─── DATA FOR PROCESSING

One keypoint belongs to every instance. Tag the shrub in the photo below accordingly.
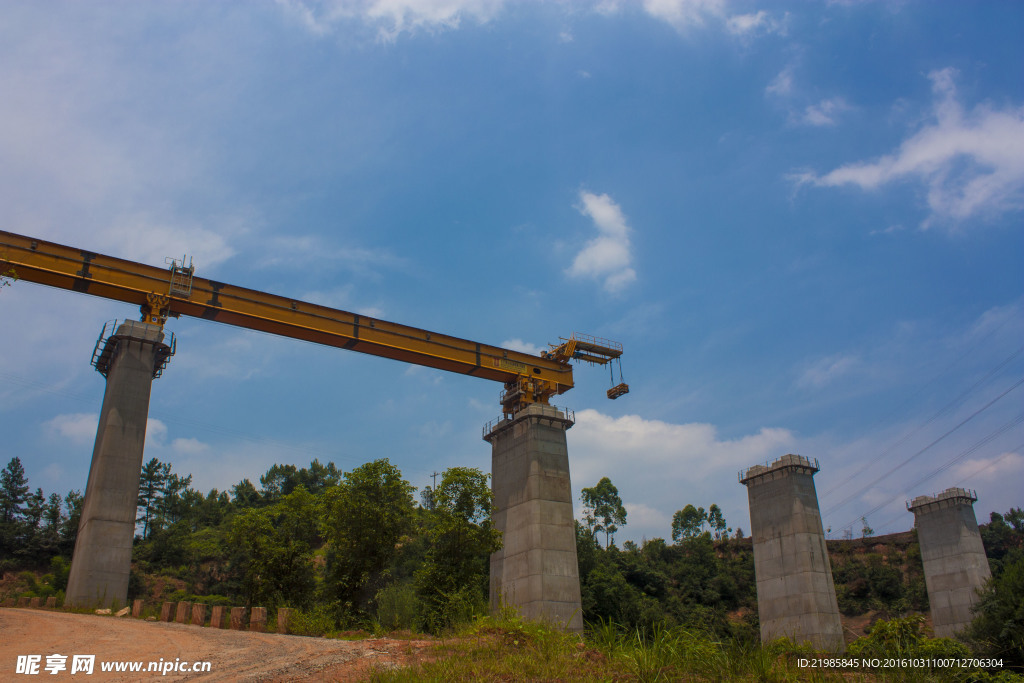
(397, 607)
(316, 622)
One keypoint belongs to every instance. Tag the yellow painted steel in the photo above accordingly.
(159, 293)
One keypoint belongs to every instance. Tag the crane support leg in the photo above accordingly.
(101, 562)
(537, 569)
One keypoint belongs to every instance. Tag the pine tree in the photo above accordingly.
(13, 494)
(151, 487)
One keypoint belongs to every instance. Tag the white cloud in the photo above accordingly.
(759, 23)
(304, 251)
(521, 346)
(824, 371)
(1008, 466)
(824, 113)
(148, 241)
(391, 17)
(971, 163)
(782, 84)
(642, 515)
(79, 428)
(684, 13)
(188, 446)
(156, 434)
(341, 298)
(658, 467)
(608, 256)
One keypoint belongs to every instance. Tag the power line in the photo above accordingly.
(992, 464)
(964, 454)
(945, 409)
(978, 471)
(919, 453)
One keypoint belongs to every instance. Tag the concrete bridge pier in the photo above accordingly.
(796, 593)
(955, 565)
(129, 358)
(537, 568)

──────
─── DATA FOR PROCESSING

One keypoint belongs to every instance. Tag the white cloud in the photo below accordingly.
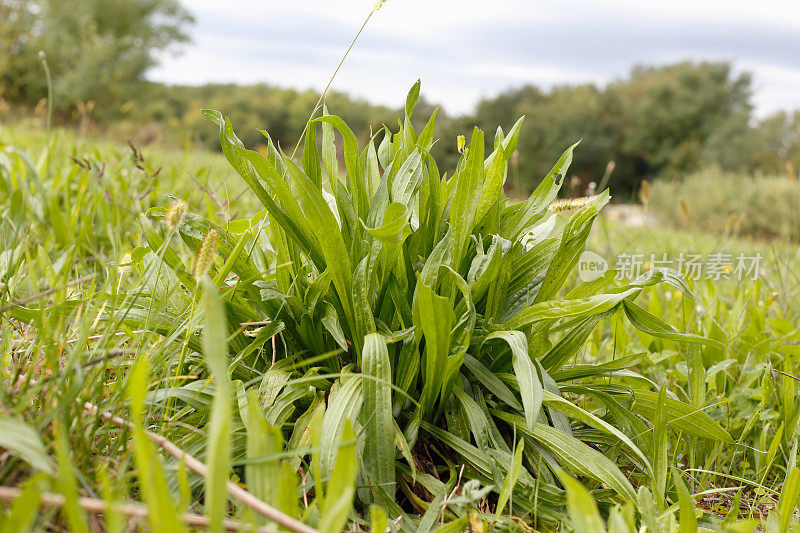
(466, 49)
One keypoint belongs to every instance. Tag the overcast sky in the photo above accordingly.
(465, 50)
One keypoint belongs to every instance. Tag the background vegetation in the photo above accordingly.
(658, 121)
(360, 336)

──────

Please report each line of the data above that contains the word "below".

**THE ANSWER**
One keypoint belongs to every instance. Tag the shrub in the photo below accordingly.
One keypoint belongs to every instance. Tag the white cloud in the photo below accordingly.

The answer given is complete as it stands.